What you need to do: Count the lines in the entries below that contain the string "clicks". Reply with the number alone.

Material to process:
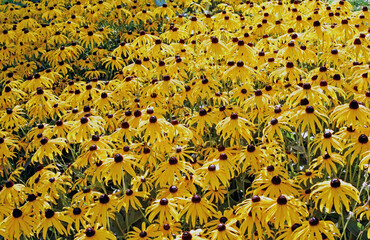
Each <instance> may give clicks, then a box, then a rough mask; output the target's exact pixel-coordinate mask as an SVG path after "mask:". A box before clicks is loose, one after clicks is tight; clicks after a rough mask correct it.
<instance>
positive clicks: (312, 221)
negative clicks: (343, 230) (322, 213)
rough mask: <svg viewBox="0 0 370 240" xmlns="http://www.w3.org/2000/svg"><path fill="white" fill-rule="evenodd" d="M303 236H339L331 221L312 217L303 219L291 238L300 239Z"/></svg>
mask: <svg viewBox="0 0 370 240" xmlns="http://www.w3.org/2000/svg"><path fill="white" fill-rule="evenodd" d="M303 236H304V237H305V238H307V239H312V240H313V239H317V238H321V239H324V237H323V236H326V237H327V238H328V239H331V240H334V239H335V238H339V237H340V233H339V230H338V228H337V227H336V226H335V225H334V223H333V222H331V221H323V220H319V219H318V218H316V217H312V218H310V219H309V220H308V221H304V222H303V223H302V226H300V227H298V228H296V229H295V231H294V233H293V238H292V239H294V240H296V239H300V238H301V237H303Z"/></svg>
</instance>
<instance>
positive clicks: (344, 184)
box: [311, 178, 359, 213]
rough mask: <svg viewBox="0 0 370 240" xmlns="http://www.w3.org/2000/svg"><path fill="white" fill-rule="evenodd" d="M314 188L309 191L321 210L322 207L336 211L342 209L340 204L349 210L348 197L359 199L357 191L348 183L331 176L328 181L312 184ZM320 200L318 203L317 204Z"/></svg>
mask: <svg viewBox="0 0 370 240" xmlns="http://www.w3.org/2000/svg"><path fill="white" fill-rule="evenodd" d="M313 188H314V190H313V191H312V193H311V196H312V198H313V199H314V201H315V203H316V205H318V206H319V208H320V210H321V211H323V209H324V207H325V210H326V211H327V212H330V211H331V209H332V208H333V205H334V208H335V211H336V212H337V213H340V212H341V211H342V205H344V206H345V209H346V210H347V211H349V203H350V199H349V198H348V197H350V198H352V199H353V200H355V201H357V202H358V201H359V192H358V190H357V189H356V188H355V187H353V186H352V185H351V184H350V183H346V182H344V181H342V180H340V179H338V178H333V179H332V180H330V181H325V182H320V183H317V184H315V185H314V186H313ZM319 202H320V204H319Z"/></svg>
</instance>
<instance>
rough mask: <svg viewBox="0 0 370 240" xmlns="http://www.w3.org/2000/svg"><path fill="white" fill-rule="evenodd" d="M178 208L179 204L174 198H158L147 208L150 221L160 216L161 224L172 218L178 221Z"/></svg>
mask: <svg viewBox="0 0 370 240" xmlns="http://www.w3.org/2000/svg"><path fill="white" fill-rule="evenodd" d="M176 208H177V204H176V203H175V199H173V198H170V199H168V198H162V199H156V200H155V201H154V202H152V205H151V206H150V207H149V208H147V215H148V220H149V222H153V220H154V218H156V217H157V216H158V222H159V224H163V223H165V222H170V221H172V220H175V221H178V212H177V210H176Z"/></svg>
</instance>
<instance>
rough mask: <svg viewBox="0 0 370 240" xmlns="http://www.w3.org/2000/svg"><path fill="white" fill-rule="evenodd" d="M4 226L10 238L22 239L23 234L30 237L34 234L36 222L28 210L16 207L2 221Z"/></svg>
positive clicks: (2, 225)
mask: <svg viewBox="0 0 370 240" xmlns="http://www.w3.org/2000/svg"><path fill="white" fill-rule="evenodd" d="M2 227H3V228H4V230H5V235H4V236H5V237H7V238H8V239H11V240H13V239H20V238H21V236H23V237H28V238H29V237H31V236H32V235H33V234H34V233H33V232H34V230H33V228H34V227H35V222H34V220H33V218H32V217H31V215H30V214H29V213H28V212H25V211H24V210H23V209H18V208H14V209H13V210H12V211H11V213H10V215H9V216H8V217H7V218H5V220H4V221H3V222H2Z"/></svg>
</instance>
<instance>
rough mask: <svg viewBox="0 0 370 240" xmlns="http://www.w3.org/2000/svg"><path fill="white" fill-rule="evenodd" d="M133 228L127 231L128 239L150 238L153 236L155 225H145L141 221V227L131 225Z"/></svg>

Answer to this exercise: 5